» **Exercise details**
Write the data below out exactly as it stands. Do not include the pictures.

» **Pointing records**
-- -- --
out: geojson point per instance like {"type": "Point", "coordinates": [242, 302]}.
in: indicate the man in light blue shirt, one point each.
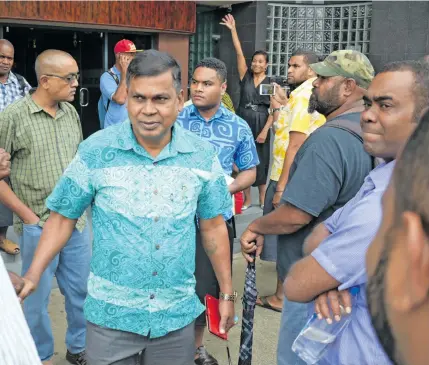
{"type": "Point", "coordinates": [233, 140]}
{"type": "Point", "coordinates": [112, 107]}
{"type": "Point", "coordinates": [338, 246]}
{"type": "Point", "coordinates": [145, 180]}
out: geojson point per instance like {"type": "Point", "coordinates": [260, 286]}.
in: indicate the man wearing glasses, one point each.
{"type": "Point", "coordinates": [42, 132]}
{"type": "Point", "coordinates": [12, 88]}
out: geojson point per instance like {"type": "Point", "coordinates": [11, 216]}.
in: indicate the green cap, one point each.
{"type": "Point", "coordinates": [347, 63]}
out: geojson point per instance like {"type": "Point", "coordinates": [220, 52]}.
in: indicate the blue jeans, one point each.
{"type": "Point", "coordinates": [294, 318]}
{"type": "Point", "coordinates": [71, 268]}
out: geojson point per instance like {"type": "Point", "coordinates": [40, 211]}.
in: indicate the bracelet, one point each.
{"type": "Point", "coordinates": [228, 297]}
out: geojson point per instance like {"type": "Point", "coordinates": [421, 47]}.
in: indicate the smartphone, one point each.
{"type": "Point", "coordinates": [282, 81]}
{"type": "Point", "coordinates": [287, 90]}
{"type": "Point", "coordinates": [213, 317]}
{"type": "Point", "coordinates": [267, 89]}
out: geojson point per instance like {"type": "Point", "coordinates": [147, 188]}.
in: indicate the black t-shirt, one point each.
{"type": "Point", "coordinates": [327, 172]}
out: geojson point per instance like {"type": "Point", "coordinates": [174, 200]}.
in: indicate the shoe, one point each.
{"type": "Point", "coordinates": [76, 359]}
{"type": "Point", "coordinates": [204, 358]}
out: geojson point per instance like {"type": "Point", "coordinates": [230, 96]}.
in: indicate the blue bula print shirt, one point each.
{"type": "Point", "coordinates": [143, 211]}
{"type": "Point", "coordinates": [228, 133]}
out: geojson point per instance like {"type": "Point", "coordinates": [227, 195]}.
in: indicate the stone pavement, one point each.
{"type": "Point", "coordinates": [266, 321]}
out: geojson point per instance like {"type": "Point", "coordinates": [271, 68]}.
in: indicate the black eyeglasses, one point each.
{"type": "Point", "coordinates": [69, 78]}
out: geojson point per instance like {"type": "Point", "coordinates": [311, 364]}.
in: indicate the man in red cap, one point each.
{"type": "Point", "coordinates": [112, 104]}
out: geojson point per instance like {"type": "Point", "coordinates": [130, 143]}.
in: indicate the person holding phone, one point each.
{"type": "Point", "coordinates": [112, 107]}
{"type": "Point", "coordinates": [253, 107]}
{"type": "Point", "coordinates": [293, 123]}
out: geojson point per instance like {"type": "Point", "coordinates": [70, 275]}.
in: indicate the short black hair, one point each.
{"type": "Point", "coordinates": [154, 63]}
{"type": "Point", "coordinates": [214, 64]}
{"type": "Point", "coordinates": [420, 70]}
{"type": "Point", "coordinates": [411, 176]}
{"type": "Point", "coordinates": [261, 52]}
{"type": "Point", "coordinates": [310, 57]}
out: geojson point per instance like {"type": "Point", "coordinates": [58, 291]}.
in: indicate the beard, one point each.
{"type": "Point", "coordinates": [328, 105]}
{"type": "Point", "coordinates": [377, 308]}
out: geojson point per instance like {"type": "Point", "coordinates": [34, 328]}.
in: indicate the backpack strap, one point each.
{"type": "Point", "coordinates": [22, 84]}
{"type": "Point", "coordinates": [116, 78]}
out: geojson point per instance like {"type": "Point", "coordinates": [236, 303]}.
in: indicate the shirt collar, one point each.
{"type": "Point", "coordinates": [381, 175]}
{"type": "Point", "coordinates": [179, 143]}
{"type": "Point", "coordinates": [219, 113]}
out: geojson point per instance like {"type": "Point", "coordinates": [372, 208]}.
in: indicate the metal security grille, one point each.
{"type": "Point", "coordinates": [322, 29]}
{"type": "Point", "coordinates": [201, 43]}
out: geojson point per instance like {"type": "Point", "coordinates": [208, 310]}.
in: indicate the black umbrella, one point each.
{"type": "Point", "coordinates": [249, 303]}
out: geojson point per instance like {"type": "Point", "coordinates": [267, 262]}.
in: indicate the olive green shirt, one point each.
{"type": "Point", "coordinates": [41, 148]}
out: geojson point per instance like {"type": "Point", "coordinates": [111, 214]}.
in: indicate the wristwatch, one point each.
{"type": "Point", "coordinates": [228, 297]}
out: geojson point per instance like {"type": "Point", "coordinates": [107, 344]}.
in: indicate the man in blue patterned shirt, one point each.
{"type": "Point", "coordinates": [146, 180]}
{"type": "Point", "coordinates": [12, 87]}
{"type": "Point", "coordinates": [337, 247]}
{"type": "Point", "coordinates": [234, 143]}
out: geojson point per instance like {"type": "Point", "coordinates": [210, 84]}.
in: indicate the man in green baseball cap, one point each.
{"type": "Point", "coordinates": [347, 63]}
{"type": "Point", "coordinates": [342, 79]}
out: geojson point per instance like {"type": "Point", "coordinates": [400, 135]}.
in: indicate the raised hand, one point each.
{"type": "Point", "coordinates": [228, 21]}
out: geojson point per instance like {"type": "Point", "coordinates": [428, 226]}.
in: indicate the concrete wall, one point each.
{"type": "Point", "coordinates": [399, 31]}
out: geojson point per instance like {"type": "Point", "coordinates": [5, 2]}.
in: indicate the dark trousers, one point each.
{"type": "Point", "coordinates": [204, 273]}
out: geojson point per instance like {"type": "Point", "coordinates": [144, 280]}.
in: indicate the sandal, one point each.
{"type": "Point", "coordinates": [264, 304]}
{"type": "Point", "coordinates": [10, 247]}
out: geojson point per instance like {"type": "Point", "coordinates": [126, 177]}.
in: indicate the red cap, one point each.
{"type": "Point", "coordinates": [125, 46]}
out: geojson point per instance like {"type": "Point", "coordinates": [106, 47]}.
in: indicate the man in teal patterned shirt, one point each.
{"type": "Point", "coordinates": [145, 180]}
-- -- --
» **Output**
out: geojson point per instance like {"type": "Point", "coordinates": [242, 302]}.
in: indicate the man in light blue shirt, one point each.
{"type": "Point", "coordinates": [233, 140]}
{"type": "Point", "coordinates": [112, 107]}
{"type": "Point", "coordinates": [338, 246]}
{"type": "Point", "coordinates": [145, 180]}
out: geojson point per instance like {"type": "Point", "coordinates": [260, 286]}.
in: indicate the man wearing glasses, one point each.
{"type": "Point", "coordinates": [42, 132]}
{"type": "Point", "coordinates": [12, 88]}
out: geojson point per instance like {"type": "Point", "coordinates": [11, 216]}.
in: indicate the green cap, one point each.
{"type": "Point", "coordinates": [347, 63]}
out: geojson point per instance like {"type": "Point", "coordinates": [220, 52]}.
in: indicate the blue jeans, one point each.
{"type": "Point", "coordinates": [294, 318]}
{"type": "Point", "coordinates": [71, 268]}
out: geojson point per instance like {"type": "Point", "coordinates": [40, 211]}.
in: indicate the bracelet, one point each.
{"type": "Point", "coordinates": [228, 297]}
out: geojson point per instance like {"type": "Point", "coordinates": [421, 47]}.
in: indicate the smartphone, one point each.
{"type": "Point", "coordinates": [282, 81]}
{"type": "Point", "coordinates": [287, 90]}
{"type": "Point", "coordinates": [213, 317]}
{"type": "Point", "coordinates": [267, 89]}
out: geojson point per instance like {"type": "Point", "coordinates": [147, 188]}.
in: indicate the black t-shirt, one point each.
{"type": "Point", "coordinates": [327, 172]}
out: geojson point per instance like {"type": "Point", "coordinates": [174, 200]}.
in: indicate the shoe, one point each.
{"type": "Point", "coordinates": [76, 359]}
{"type": "Point", "coordinates": [204, 358]}
out: geojson point per instance like {"type": "Point", "coordinates": [230, 96]}.
in: indicate the blue bula print shirt, one point each.
{"type": "Point", "coordinates": [143, 211]}
{"type": "Point", "coordinates": [228, 133]}
out: geojson point per instance like {"type": "Point", "coordinates": [227, 195]}.
in: indicate the stone pavement, one point each.
{"type": "Point", "coordinates": [266, 321]}
out: geojson point per instance like {"type": "Point", "coordinates": [271, 68]}.
in: indicate the black eyeglasses, one point each.
{"type": "Point", "coordinates": [69, 78]}
out: geojson point per instance like {"type": "Point", "coordinates": [311, 364]}.
in: indicate the man in red cap, one point each.
{"type": "Point", "coordinates": [112, 104]}
out: geojson point per instance like {"type": "Point", "coordinates": [130, 143]}.
in: indicate the person holding phone, one point each.
{"type": "Point", "coordinates": [112, 107]}
{"type": "Point", "coordinates": [253, 107]}
{"type": "Point", "coordinates": [293, 123]}
out: geojson point per instance like {"type": "Point", "coordinates": [70, 275]}.
in: indicate the short black hair, one point each.
{"type": "Point", "coordinates": [154, 63]}
{"type": "Point", "coordinates": [214, 64]}
{"type": "Point", "coordinates": [420, 70]}
{"type": "Point", "coordinates": [411, 176]}
{"type": "Point", "coordinates": [261, 52]}
{"type": "Point", "coordinates": [310, 57]}
out: geojson point per instance like {"type": "Point", "coordinates": [58, 291]}.
in: indicate the beard, one point each.
{"type": "Point", "coordinates": [328, 105]}
{"type": "Point", "coordinates": [377, 308]}
out: geojson point per instance like {"type": "Point", "coordinates": [34, 328]}.
in: indicate the backpack strap, one point each.
{"type": "Point", "coordinates": [22, 84]}
{"type": "Point", "coordinates": [116, 78]}
out: geojson point per instance like {"type": "Point", "coordinates": [236, 303]}.
in: indicate the shirt collar, one point each.
{"type": "Point", "coordinates": [381, 175]}
{"type": "Point", "coordinates": [179, 143]}
{"type": "Point", "coordinates": [219, 113]}
out: geojson point per instance like {"type": "Point", "coordinates": [372, 208]}.
in: indicate the metal security grille, one point each.
{"type": "Point", "coordinates": [322, 29]}
{"type": "Point", "coordinates": [201, 43]}
out: geojson point per instance like {"type": "Point", "coordinates": [208, 310]}.
in: indicate the black umbrella, one point each.
{"type": "Point", "coordinates": [249, 303]}
out: geojson point per instance like {"type": "Point", "coordinates": [267, 262]}.
in: indicate the olive green shirt, one point each.
{"type": "Point", "coordinates": [41, 148]}
out: geojson point per instance like {"type": "Point", "coordinates": [111, 214]}.
in: indicate the wristwatch, one point each.
{"type": "Point", "coordinates": [228, 297]}
out: geojson point per instance like {"type": "Point", "coordinates": [107, 344]}.
in: indicate the man in blue patterned shirt, one point each.
{"type": "Point", "coordinates": [146, 180]}
{"type": "Point", "coordinates": [12, 87]}
{"type": "Point", "coordinates": [337, 247]}
{"type": "Point", "coordinates": [234, 143]}
out: geojson point per instance like {"type": "Point", "coordinates": [210, 84]}.
in: indicate the man in green baseball cap, one point each.
{"type": "Point", "coordinates": [347, 63]}
{"type": "Point", "coordinates": [342, 79]}
out: geojson point per instance like {"type": "Point", "coordinates": [400, 135]}.
in: indicate the raised hand, one point each.
{"type": "Point", "coordinates": [228, 21]}
out: geojson point per instance like {"type": "Point", "coordinates": [428, 226]}.
in: indicate the concrete wall, one point each.
{"type": "Point", "coordinates": [399, 31]}
out: geojson point per instance like {"type": "Point", "coordinates": [5, 2]}.
in: indicate the dark trousers, one point each.
{"type": "Point", "coordinates": [204, 273]}
out: geojson point per instance like {"type": "Point", "coordinates": [144, 280]}.
in: indicate the sandal, one point each.
{"type": "Point", "coordinates": [264, 304]}
{"type": "Point", "coordinates": [10, 247]}
out: geojson point per instance like {"type": "Point", "coordinates": [126, 177]}.
in: indicate the red cap, one point each.
{"type": "Point", "coordinates": [125, 46]}
out: geojson point per instance like {"type": "Point", "coordinates": [106, 47]}.
in: indicate the man in teal patterned shirt, one point each.
{"type": "Point", "coordinates": [145, 180]}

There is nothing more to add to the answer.